▶ [Dataset records]:
☆ ☆ ☆ ☆ ☆ ☆ ☆

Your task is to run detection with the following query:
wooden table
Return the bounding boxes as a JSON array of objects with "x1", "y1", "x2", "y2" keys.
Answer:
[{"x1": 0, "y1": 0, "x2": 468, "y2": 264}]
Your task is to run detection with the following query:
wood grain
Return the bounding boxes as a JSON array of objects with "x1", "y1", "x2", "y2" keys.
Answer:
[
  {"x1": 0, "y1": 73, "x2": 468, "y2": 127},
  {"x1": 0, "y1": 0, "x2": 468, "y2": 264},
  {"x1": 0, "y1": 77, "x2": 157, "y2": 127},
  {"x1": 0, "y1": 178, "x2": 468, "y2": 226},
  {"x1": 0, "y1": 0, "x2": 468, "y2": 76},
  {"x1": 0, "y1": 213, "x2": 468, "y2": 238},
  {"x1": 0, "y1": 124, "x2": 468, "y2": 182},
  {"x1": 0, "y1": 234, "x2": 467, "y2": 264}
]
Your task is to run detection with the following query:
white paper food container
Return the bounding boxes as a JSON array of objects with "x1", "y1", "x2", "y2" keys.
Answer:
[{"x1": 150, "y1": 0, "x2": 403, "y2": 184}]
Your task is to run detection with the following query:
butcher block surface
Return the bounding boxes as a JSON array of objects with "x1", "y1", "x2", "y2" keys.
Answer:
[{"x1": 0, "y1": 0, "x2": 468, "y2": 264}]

☆ ☆ ☆ ☆ ☆ ☆ ☆

▶ [WHAT YOU ARE ASKED TO DO]:
Arrange the lines above into a Markdown table with the columns "Row" and "Line," numbering each row and leaving out any blank lines.

▶ [CORRECT RESPONSE]:
| Row | Line |
|---|---|
| 1 | Your task is to run detection with the following query: |
| 2 | wooden table |
| 3 | Return the bounding boxes as a JSON array of objects with "x1", "y1", "x2", "y2" keys. |
| 4 | Answer: |
| 5 | [{"x1": 0, "y1": 0, "x2": 468, "y2": 264}] |
| 6 | Your task is to run detection with the following query: |
| 7 | wood grain |
| 8 | Return the bounding boxes as a JSON array of objects with "x1", "y1", "x2", "y2" keys. |
| 9 | Answer: |
| 10 | [ |
| 11 |   {"x1": 0, "y1": 73, "x2": 468, "y2": 127}, |
| 12 |   {"x1": 0, "y1": 0, "x2": 468, "y2": 264}, |
| 13 |   {"x1": 0, "y1": 77, "x2": 157, "y2": 127}, |
| 14 |   {"x1": 0, "y1": 178, "x2": 468, "y2": 226}, |
| 15 |   {"x1": 0, "y1": 0, "x2": 468, "y2": 76}, |
| 16 |   {"x1": 0, "y1": 213, "x2": 468, "y2": 238}, |
| 17 |   {"x1": 0, "y1": 124, "x2": 468, "y2": 182}, |
| 18 |   {"x1": 0, "y1": 234, "x2": 467, "y2": 264} |
| 19 | ] |
| 20 | Your task is to run detection with the following query: |
| 21 | white paper food container |
| 22 | Return the bounding boxes as a JSON array of objects with "x1", "y1", "x2", "y2" keys. |
| 23 | Answer: |
| 24 | [{"x1": 150, "y1": 0, "x2": 403, "y2": 184}] |
| 25 | Your task is to run detection with the following query: |
| 26 | butcher block surface |
| 27 | Return the bounding boxes as a JSON array of objects with "x1", "y1", "x2", "y2" keys. |
| 28 | Answer: |
| 29 | [{"x1": 0, "y1": 0, "x2": 468, "y2": 264}] |